*AIM*. Copy out only the stretch of the data from the line containing "Identify one point per instance of the fire engine" through the end of the data, replacing "hi-vis jacket" with "high-visibility jacket" and keeping everything else the same.

───── TASK MATERIAL ─────

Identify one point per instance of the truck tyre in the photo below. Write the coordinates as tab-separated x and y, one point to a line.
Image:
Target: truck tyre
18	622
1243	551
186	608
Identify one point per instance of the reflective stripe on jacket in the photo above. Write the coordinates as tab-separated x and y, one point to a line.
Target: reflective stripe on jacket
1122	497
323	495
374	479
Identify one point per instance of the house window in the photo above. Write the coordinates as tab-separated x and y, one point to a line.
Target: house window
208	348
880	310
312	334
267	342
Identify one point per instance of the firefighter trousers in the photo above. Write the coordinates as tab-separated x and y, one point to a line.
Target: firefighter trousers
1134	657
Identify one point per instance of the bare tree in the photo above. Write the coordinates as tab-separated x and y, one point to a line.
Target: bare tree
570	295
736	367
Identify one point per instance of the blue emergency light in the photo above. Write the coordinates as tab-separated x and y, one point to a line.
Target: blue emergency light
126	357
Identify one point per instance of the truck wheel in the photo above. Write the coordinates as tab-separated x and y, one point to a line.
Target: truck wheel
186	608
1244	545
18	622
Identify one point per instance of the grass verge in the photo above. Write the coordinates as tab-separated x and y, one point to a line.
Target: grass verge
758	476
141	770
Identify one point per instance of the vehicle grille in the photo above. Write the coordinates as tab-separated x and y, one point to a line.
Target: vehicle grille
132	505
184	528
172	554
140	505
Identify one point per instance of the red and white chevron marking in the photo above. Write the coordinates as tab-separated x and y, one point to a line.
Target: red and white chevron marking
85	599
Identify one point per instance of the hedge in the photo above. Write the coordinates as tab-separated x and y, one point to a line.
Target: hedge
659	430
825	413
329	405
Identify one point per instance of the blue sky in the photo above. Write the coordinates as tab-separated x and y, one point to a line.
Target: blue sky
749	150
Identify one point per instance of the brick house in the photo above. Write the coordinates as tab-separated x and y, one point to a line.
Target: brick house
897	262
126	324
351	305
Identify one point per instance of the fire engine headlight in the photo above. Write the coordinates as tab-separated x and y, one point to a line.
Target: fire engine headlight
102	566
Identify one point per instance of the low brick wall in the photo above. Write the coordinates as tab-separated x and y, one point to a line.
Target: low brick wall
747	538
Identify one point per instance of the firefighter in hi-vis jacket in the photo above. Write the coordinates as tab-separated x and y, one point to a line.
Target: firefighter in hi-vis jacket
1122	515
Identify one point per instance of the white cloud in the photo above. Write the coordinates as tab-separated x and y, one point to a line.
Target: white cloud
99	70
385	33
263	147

─────

*WORKED SOLUTION*.
Identify one point per instance of the fire engine headlight in the photo above. Write the coordinates as tab-separated x and y, one point to a line.
Target: fire engine headlight
102	566
Identify one point per instance of the low brick wall in the photo above. Write the coordinates as tab-separated x and y, one point to a line.
Target: low brick wall
747	538
Identify one point per instance of the firefighter in high-visibility jacket in the photo above. Write the coordinates as tab-separated x and y, one point to a line.
Target: firefighter in high-visibility jacket
1122	515
Identify one point per instance of the white cloud in the photo above. Write the coordinates as tab-separated x and y, one point to a line.
Target: white cloud
99	70
385	33
263	147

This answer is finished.